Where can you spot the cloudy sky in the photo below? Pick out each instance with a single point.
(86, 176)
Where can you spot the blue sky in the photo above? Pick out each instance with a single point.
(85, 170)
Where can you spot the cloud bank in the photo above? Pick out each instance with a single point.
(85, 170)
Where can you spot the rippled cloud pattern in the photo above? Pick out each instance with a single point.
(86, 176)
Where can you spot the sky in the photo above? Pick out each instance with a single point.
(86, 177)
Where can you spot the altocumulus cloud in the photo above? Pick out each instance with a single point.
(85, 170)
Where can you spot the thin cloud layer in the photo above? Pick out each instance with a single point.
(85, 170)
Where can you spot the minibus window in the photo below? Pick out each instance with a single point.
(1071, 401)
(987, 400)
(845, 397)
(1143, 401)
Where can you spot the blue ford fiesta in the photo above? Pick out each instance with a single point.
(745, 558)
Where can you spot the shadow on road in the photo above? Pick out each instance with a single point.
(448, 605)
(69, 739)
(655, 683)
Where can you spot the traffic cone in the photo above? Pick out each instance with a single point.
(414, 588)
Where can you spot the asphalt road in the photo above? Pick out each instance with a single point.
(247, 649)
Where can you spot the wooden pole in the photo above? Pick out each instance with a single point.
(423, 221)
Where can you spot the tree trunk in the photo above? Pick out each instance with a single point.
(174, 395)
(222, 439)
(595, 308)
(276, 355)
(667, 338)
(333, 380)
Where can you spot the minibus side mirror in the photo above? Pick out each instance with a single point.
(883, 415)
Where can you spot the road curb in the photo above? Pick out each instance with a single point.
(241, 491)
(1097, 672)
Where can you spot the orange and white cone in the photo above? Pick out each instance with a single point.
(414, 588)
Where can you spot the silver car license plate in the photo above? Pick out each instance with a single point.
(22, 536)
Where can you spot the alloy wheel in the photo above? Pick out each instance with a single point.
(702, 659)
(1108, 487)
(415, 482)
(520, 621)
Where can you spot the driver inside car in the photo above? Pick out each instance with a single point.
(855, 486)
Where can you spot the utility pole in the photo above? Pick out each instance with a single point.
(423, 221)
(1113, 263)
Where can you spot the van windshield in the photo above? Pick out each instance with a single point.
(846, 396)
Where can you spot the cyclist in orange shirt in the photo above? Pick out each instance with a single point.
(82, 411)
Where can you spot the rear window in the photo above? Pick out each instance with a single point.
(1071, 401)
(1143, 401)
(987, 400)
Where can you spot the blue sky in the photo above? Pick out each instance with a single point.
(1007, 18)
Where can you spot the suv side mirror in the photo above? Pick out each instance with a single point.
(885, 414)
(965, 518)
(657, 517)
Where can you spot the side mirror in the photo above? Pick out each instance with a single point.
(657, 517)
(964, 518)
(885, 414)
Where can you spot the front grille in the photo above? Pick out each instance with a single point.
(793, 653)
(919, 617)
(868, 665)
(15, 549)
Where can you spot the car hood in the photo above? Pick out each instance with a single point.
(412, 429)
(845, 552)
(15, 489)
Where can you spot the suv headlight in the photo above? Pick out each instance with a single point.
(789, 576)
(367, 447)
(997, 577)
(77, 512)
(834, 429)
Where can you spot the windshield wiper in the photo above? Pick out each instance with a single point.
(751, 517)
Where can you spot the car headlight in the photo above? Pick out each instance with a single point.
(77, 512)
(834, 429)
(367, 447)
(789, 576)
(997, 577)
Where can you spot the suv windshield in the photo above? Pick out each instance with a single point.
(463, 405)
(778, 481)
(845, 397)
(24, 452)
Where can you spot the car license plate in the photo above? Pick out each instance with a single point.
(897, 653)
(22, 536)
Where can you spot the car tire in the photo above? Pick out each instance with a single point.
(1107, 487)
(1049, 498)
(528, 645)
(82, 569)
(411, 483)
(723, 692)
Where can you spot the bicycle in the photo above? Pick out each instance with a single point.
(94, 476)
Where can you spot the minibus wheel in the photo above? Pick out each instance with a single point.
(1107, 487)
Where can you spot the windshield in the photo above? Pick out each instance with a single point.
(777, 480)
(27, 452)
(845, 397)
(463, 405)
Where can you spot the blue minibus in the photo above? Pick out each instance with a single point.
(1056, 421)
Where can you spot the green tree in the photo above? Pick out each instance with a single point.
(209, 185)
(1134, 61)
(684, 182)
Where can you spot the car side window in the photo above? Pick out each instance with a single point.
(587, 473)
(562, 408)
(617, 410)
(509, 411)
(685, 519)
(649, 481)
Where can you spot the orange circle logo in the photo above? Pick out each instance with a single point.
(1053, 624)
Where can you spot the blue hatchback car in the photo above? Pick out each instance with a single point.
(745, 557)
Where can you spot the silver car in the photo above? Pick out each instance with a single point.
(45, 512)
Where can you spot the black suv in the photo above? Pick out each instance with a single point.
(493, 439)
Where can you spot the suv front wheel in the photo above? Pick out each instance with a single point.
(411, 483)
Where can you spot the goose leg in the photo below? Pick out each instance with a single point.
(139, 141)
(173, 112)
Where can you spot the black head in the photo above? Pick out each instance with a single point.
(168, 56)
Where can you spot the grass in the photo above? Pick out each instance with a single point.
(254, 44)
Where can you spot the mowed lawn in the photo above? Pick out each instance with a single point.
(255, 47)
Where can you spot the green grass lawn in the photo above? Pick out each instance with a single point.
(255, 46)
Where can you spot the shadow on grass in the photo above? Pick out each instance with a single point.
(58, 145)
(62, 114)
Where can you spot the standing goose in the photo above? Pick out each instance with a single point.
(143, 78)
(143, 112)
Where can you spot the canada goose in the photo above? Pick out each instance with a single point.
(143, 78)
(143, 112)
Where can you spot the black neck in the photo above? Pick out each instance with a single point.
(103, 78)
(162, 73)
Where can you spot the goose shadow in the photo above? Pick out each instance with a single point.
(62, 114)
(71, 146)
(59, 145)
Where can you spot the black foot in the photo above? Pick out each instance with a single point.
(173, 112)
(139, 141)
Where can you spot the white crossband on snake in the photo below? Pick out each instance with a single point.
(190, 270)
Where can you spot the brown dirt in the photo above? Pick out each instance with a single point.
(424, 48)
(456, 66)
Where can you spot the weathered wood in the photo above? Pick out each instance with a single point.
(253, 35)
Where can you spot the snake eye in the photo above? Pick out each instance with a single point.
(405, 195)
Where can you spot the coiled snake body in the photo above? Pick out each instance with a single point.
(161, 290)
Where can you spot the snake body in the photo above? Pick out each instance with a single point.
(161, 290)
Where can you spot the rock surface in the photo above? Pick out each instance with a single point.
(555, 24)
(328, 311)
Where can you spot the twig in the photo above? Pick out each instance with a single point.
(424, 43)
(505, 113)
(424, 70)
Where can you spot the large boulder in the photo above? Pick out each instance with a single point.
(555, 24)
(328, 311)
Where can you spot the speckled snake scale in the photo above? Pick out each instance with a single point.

|---|

* [EXERCISE]: Nothing is to be left out. Repeat the whole listing exactly.

* [THE COMPLETED TASK]:
Where can you spot the cloudy sky in the photo below? Pick out each instance with a single point.
(86, 176)
Where can you spot the blue sky in the photo above? Pick out each instance with a single point.
(85, 170)
Where can you spot the cloud bank in the photo above? Pick out each instance with a single point.
(85, 170)
Where can you spot the rippled cloud pattern in the photo above? Pick out each instance with a single point.
(86, 176)
Where can you spot the sky in the photo above? Pick out each instance with a single point.
(86, 177)
Where can you spot the altocumulus cloud in the photo above? Pick out each instance with a single point.
(85, 170)
Where can you spot the thin cloud layer in the photo above? Pick out each instance with a single point.
(85, 170)
Where can you spot the minibus window in the photo below? Pick out each instance with a single point.
(1071, 401)
(987, 400)
(845, 397)
(1143, 401)
Where can you spot the blue ford fiesta in the photo above? Pick out each instance with a single point.
(745, 558)
Where can you spot the shadow on road in the photo above? Pick out each instance with a single point.
(448, 605)
(69, 739)
(655, 683)
Where can you spot the traffic cone in the photo above? Pick out each instance with a single point.
(414, 588)
Where can you spot the asphalt road in the photo above? Pick out each instance with a single point.
(247, 649)
Where can you spot the wooden pole in the photo above? Pick out each instance with a single point.
(423, 221)
Where can you spot the tree trunk in the photo above? Pick out each instance with a single point.
(174, 395)
(222, 439)
(595, 308)
(276, 355)
(667, 338)
(333, 380)
Where can you spot the minibus side mirror in the photo above? Pick out each instance with a single point.
(883, 415)
Where can you spot the road curb in the photo above? Pick out each instance with a single point.
(241, 491)
(1097, 672)
Where can you spot the orange and white cone in the photo above? Pick out each instance with a single point.
(414, 588)
Where can you spot the silver car license plate in the photo above? Pick out each instance with a single point.
(22, 536)
Where can you spot the alloy wheel in the photo above? Pick out each instance with a single point.
(702, 659)
(1108, 487)
(415, 482)
(520, 621)
Where can you spot the driver inside car in the photo above? Pick out each instance with a single point.
(855, 486)
Where can you spot the utility pole in the photo above? Pick out each instance with a single point.
(423, 221)
(1113, 263)
Where can you spot the van windshield in the photo above? Pick out each instance with a single point.
(846, 396)
Where can you spot the cyclist in orange shirt in the photo above? Pick out each instance with a single point.
(82, 411)
Where can you spot the rear window in the photo above? Pick out each instance with a single point.
(1071, 401)
(1143, 401)
(987, 400)
Where can you spot the blue sky in the photo above? Pick out each instance with a single point.
(1007, 18)
Where can you spot the suv side mirror in the photo above? Pick out each instance with a single point.
(885, 414)
(965, 518)
(657, 517)
Where can you spot the side mirror in the photo above? Pick out each instance with a single point.
(657, 517)
(964, 518)
(885, 414)
Where can you spot the front grille in the photo above? Pick out each instance with a single point.
(793, 653)
(919, 617)
(868, 665)
(15, 549)
Where can you spot the car hood in the photo above? Pick out each instance with a single point.
(412, 429)
(845, 552)
(15, 489)
Where can you spot the suv headlight in the photo above? Pick out each instance with a single point.
(789, 576)
(367, 447)
(997, 577)
(77, 512)
(834, 429)
Where can you spot the windshield wiper in the photo above? Pick out each instance with a single point.
(751, 517)
Where can you spot the car headlight in the photo above? Pick out each instance with a single point.
(77, 512)
(834, 429)
(367, 447)
(789, 576)
(997, 577)
Where can you spot the suv windshield in the photo above? Pick out each instance with a single point.
(463, 405)
(778, 481)
(845, 397)
(24, 452)
Where can you spot the car license plate in the photo above? Pick out each instance with a single point.
(897, 653)
(22, 536)
Where can you spot the car tire in the photo above? Pick out each instance with a single point.
(1107, 487)
(1049, 498)
(528, 645)
(82, 569)
(411, 483)
(723, 692)
Where can you spot the bicycle in the photo above? Pick out each instance with a single point.
(94, 476)
Where can you spot the minibus wheel in the photo above? Pick out each instance with a single point.
(1107, 487)
Where can you spot the windshield in the photo above? Pick out each instance with a single point.
(777, 480)
(27, 452)
(845, 397)
(463, 405)
Where can you spot the blue minibus in the photo above? Pick out each instance with a single point.
(1056, 421)
Where can you spot the green tree in the photo above? Pick out each instance with a single point.
(209, 185)
(1134, 61)
(684, 182)
Where can you spot the car side window in the photo above? Pick out each instance with a single point.
(587, 473)
(562, 408)
(617, 410)
(509, 411)
(685, 519)
(649, 481)
Where can you spot the orange circle logo in the photo above? Pick out each instance with a single point.
(1053, 624)
Where can you spot the blue hatchback car in the photo above? Pick out each instance with a single point.
(745, 557)
Where can you spot the silver car in the photo above? Pick out each instance with a single point.
(45, 512)
Where can you spot the black suv in the photo above? Pick out each instance with a single point.
(493, 439)
Where can you spot the suv front wheel in the photo above? Pick out each instance with a single point.
(411, 483)
Where can you spot the goose leg in the photo below? Pick out each instance with a single point.
(139, 141)
(173, 112)
Where can you spot the black head in the photo above? Pick out each instance with a single point.
(168, 56)
Where can you spot the grass in the photo above? Pick out each instance with a single point.
(254, 44)
Where can you spot the mowed lawn in the photo above? Pick out each instance with a single point.
(255, 47)
Where can you spot the green grass lawn in the photo above? Pick out each instance with a single point.
(255, 46)
Where can you spot the shadow on grass in the photo above? Pick out each instance with a single point.
(58, 145)
(62, 114)
Where can you spot the standing goose in the photo above? Pick out each instance with a single point.
(143, 78)
(143, 112)
Where can you spot the canada goose in the photo above? Pick out each instance with a single point.
(143, 78)
(143, 112)
Where can you spot the black neck in the photo above? Pick out each instance with a single point.
(103, 78)
(162, 73)
Where can you spot the goose shadow in the photo above? Pick out each instance with a single point.
(62, 114)
(71, 146)
(59, 145)
Where can you spot the black foot in the photo above? Pick out each instance with a single point.
(173, 112)
(139, 141)
Where can you spot the white crossband on snake in the photo below? Pick out each instance with a single point.
(190, 270)
Where can you spot the brown dirt in the photo above? Pick out each instance with a single point.
(424, 48)
(456, 66)
Where can you spot the weathered wood in the photo above? Pick out each instance with a single point.
(253, 35)
Where can you spot the snake eye in the photo above? Pick out each instance with a single point.
(405, 195)
Where can you spot the coiled snake body in the photo above? Pick out each instance with a single point.
(161, 290)
Where can you spot the snake body in the photo above? Pick out each instance with a single point.
(161, 290)
Where can you spot the rock surface in the photo above? Pick out each instance with a single point.
(555, 24)
(328, 311)
Where can you spot the twig in the photo above? Pick out each instance with a single point.
(424, 43)
(505, 113)
(424, 70)
Where can you spot the large boulder in the photo above? Pick out each instance with a single point.
(555, 24)
(328, 311)
Where can you spot the speckled snake scale in the photo above? Pick out each instance with a single point.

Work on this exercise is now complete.